(Data records)

--- Start ---

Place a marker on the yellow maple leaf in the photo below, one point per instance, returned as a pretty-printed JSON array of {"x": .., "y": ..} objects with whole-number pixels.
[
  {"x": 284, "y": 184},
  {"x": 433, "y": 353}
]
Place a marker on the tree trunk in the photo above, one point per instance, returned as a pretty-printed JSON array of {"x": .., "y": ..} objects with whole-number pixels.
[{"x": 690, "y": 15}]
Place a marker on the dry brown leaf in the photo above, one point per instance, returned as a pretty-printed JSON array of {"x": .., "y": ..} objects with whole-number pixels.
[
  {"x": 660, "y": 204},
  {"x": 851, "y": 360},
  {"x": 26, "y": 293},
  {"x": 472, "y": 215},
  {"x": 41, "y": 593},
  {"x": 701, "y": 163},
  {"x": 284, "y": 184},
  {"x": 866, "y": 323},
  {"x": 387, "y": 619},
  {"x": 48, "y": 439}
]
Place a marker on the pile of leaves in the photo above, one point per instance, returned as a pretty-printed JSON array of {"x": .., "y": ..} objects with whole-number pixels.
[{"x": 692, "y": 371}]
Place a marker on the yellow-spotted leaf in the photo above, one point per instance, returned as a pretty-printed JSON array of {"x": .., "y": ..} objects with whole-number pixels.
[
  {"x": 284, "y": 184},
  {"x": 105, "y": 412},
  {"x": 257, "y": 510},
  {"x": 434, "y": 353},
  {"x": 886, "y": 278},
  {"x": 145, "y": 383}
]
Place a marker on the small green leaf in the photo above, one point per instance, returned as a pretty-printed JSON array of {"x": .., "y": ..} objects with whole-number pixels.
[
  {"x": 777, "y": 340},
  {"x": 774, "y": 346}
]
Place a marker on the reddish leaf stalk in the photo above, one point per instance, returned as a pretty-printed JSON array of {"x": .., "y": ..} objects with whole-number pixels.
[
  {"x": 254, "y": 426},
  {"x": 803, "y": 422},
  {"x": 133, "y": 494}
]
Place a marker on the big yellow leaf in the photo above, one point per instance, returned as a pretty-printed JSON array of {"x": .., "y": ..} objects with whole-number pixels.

--- End ---

Description of the task - Rewrite the listing above, changing every "Place a marker on" to "Put a pin on" and leaving everything else the same.

The output -
Put a pin on the yellow maple leaf in the photo below, one point per instance, returned as a pretty-printed JSON array of {"x": .., "y": ..} objects with whole-number pixels.
[
  {"x": 284, "y": 184},
  {"x": 433, "y": 353}
]
Put a pin on the tree trunk in the photo above, one point per instance, returned as a pretty-printed JSON array of {"x": .., "y": ..} objects with whole-number pixels.
[{"x": 690, "y": 15}]
Put a pin on the dry brown leaf in the photo above, one point per instance, returned as a pretty-printed JSON array of {"x": .., "y": ..} objects with whole-number pixels.
[
  {"x": 660, "y": 204},
  {"x": 851, "y": 360},
  {"x": 26, "y": 293},
  {"x": 472, "y": 215},
  {"x": 41, "y": 593},
  {"x": 701, "y": 163},
  {"x": 284, "y": 184},
  {"x": 866, "y": 323},
  {"x": 387, "y": 619},
  {"x": 48, "y": 439}
]
Put a pin on the pile of leaves in the photo above, one point per instance, returned as a pretty-printed JSON array of {"x": .., "y": ..} objects with whole-number pixels.
[{"x": 692, "y": 371}]
Put a pin on the yellow-spotted leaf in the photo above, one point per instance, returned as a pretty-printed JSON array of {"x": .., "y": ..} objects with whole-number pixels.
[
  {"x": 284, "y": 184},
  {"x": 105, "y": 412},
  {"x": 257, "y": 510},
  {"x": 434, "y": 353},
  {"x": 886, "y": 278},
  {"x": 145, "y": 383}
]
Put a pin on the small green leaf in the photo above, one point per instance, returned as a pretty-printed JSON array of {"x": .., "y": ..} objects with whole-number pixels.
[
  {"x": 777, "y": 340},
  {"x": 774, "y": 346}
]
Put a pin on the reddish leaf stalk in the photo above, one point per instance, returned as a pretty-printed JSON array of {"x": .., "y": ..} objects with whole-number pixels.
[
  {"x": 254, "y": 426},
  {"x": 803, "y": 422},
  {"x": 133, "y": 494}
]
Put a pin on the big yellow leaf in the photo above, one point per instance, returned as a pretty-printed JSON array of {"x": .., "y": ..} objects with whole-number pixels.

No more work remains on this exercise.